▶ **Aim**: Can you print the rows verbatim, from the very start of the rows through the line containing "419), (123, 428)]", both ends included, with the pictures left out?

---

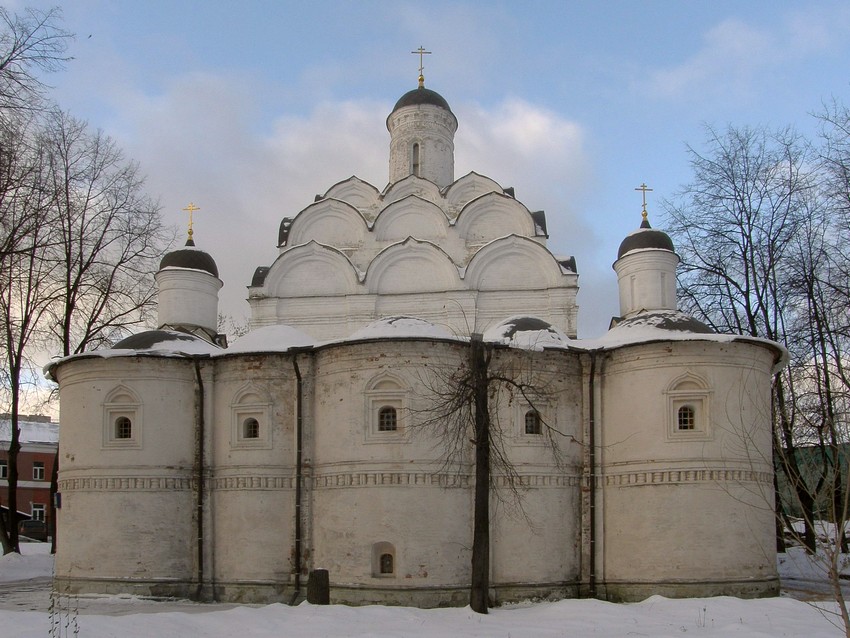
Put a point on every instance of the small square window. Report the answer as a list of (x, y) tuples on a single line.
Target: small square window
[(532, 422), (122, 419), (686, 418), (250, 428), (387, 419), (123, 428)]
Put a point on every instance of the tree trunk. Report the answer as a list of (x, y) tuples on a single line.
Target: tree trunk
[(479, 591)]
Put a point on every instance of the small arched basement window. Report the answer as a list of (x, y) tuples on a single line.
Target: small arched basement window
[(383, 559), (386, 564)]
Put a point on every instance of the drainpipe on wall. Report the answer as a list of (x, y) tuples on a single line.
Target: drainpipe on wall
[(199, 475), (592, 472), (298, 475)]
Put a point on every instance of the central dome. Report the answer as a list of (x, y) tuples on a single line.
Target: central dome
[(422, 95), (191, 258)]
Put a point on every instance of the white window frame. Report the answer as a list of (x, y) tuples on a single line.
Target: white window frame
[(692, 391), (386, 391), (120, 403), (251, 402), (547, 414)]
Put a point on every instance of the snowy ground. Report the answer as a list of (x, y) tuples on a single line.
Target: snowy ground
[(25, 611)]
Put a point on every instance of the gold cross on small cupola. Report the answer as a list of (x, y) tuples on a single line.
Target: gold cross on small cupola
[(644, 190), (421, 52), (191, 208)]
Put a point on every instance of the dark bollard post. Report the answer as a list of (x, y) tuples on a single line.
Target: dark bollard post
[(319, 587)]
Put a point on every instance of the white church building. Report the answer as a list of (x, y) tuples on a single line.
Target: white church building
[(641, 460)]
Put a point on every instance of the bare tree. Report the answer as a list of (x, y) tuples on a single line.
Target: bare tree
[(109, 237), (462, 407), (79, 238), (27, 289), (763, 235), (734, 227), (29, 43)]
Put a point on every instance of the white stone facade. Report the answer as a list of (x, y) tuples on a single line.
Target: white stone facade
[(229, 474)]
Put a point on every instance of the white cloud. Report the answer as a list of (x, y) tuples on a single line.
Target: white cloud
[(197, 141)]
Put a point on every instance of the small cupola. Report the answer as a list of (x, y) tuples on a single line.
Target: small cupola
[(646, 268), (188, 285), (422, 129)]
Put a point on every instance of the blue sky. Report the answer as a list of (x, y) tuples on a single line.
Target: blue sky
[(249, 109)]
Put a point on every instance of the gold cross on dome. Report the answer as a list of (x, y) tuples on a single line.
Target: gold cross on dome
[(191, 208), (644, 190), (422, 52)]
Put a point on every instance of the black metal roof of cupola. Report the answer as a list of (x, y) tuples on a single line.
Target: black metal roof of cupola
[(645, 237), (421, 95), (190, 256)]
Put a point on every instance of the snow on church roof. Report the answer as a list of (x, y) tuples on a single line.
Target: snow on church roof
[(670, 325), (31, 431), (399, 327), (277, 338), (528, 333)]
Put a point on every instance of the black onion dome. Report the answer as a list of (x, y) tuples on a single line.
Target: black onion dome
[(646, 237), (190, 258), (419, 96)]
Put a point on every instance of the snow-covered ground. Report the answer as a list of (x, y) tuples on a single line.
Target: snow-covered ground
[(23, 586)]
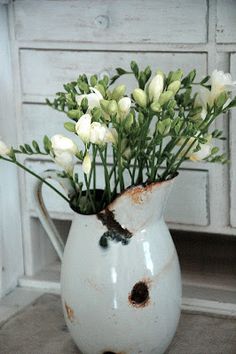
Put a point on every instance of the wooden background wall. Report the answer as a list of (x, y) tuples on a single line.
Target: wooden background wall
[(51, 42)]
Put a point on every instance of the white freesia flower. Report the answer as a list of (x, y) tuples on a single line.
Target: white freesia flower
[(65, 160), (61, 143), (93, 98), (201, 154), (86, 165), (97, 133), (64, 150), (124, 105), (4, 149), (156, 87), (111, 136), (83, 127)]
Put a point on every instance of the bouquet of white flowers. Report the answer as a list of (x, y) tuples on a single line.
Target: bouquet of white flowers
[(150, 132)]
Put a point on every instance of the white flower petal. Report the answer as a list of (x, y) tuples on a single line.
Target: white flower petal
[(83, 127)]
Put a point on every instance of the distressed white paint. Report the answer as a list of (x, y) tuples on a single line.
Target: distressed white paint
[(226, 21), (232, 130), (44, 72), (11, 257), (107, 21), (47, 54)]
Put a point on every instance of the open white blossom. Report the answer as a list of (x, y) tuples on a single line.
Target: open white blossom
[(204, 152), (86, 164), (156, 87), (111, 136), (93, 98), (61, 143), (83, 127), (65, 160), (4, 149), (64, 150)]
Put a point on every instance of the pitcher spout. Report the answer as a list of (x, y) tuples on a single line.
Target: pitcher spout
[(136, 206)]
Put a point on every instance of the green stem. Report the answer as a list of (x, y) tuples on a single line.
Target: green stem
[(37, 176), (106, 174)]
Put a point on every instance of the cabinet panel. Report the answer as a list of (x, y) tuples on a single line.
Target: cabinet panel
[(107, 21), (44, 72), (232, 131), (226, 21)]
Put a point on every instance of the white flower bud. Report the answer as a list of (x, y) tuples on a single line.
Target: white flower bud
[(111, 136), (97, 133), (60, 143), (140, 97), (65, 160), (83, 127), (4, 149), (156, 87), (204, 152), (124, 105), (86, 165)]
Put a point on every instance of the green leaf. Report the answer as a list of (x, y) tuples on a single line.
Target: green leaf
[(93, 80), (28, 148), (135, 69), (70, 126), (47, 144), (35, 146), (120, 71)]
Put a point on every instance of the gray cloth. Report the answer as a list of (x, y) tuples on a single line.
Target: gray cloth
[(40, 329)]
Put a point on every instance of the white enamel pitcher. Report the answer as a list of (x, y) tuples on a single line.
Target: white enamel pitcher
[(120, 276)]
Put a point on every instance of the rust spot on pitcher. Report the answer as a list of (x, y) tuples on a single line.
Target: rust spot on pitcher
[(114, 231), (139, 296), (69, 312)]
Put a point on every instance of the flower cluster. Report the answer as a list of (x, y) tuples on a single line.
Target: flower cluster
[(138, 138)]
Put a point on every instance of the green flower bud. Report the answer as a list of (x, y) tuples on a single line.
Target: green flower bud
[(163, 126), (174, 86), (165, 97), (155, 106), (74, 114), (118, 92), (177, 75), (112, 107), (221, 99), (140, 97)]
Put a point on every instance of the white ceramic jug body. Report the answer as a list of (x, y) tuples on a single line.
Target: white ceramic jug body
[(120, 278)]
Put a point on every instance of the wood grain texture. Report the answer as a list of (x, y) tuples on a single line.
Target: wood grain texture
[(44, 72), (226, 21), (106, 21), (232, 130)]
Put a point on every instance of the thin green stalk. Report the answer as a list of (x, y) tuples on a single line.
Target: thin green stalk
[(106, 174), (37, 176)]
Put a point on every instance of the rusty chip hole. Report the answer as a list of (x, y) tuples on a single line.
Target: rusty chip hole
[(139, 295)]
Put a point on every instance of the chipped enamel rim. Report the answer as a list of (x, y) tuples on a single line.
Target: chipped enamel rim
[(132, 191)]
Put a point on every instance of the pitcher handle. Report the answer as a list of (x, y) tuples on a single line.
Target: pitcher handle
[(42, 212)]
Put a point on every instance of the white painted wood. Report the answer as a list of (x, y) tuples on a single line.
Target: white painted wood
[(44, 72), (107, 21), (226, 23), (11, 256), (188, 201), (232, 131), (16, 301)]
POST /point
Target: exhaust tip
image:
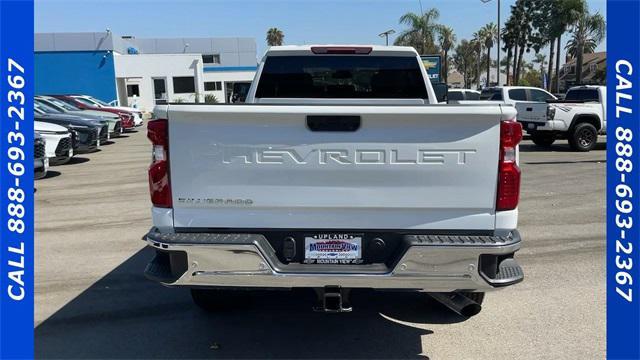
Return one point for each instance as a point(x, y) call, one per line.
point(458, 303)
point(470, 310)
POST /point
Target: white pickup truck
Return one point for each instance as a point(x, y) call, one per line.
point(342, 172)
point(579, 118)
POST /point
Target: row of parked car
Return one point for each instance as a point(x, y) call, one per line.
point(66, 125)
point(579, 116)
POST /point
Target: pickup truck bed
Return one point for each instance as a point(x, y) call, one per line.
point(343, 172)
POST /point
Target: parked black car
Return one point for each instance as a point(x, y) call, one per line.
point(40, 161)
point(87, 135)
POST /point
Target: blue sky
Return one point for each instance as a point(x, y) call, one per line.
point(310, 21)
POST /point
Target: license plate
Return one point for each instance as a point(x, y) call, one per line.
point(333, 248)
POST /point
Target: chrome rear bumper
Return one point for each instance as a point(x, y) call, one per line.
point(431, 263)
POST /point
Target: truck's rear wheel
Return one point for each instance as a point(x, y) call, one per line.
point(542, 139)
point(584, 137)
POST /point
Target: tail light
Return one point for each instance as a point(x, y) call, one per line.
point(508, 170)
point(159, 182)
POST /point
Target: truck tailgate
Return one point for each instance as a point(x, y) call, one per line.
point(404, 167)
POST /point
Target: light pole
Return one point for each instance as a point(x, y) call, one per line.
point(499, 31)
point(386, 35)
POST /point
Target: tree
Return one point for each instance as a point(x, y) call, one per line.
point(447, 39)
point(588, 31)
point(532, 77)
point(541, 60)
point(509, 41)
point(487, 35)
point(566, 13)
point(464, 60)
point(275, 37)
point(421, 33)
point(478, 46)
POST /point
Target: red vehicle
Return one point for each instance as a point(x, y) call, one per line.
point(125, 116)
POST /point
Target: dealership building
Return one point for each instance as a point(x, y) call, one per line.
point(142, 71)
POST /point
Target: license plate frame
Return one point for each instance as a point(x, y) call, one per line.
point(333, 248)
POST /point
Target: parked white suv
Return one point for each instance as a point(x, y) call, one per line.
point(530, 102)
point(579, 118)
point(59, 142)
point(343, 172)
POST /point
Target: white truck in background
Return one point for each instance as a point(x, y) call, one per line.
point(580, 117)
point(342, 172)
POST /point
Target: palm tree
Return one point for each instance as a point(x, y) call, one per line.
point(447, 39)
point(421, 32)
point(587, 33)
point(478, 43)
point(566, 13)
point(464, 59)
point(540, 59)
point(487, 35)
point(275, 37)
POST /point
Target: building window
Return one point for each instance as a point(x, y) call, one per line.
point(211, 58)
point(184, 85)
point(212, 86)
point(133, 90)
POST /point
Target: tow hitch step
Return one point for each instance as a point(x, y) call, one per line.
point(333, 299)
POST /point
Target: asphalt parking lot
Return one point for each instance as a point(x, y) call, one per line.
point(92, 300)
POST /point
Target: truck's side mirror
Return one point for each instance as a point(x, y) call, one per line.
point(442, 91)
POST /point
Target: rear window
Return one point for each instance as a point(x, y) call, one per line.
point(583, 95)
point(491, 94)
point(472, 95)
point(455, 95)
point(518, 94)
point(340, 76)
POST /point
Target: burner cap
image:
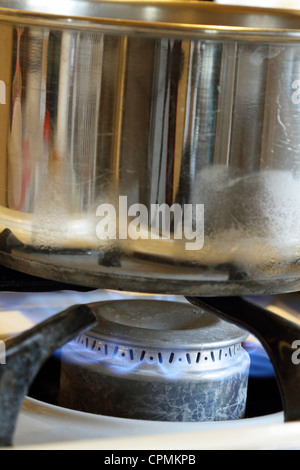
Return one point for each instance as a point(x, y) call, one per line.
point(158, 360)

---

▶ **Task result**:
Put a point on every instance of the small square window. Report the answer as a list of (x, y) tuples on a single line.
Target: small square window
[(532, 422), (122, 419), (686, 418), (250, 428), (387, 419), (123, 428)]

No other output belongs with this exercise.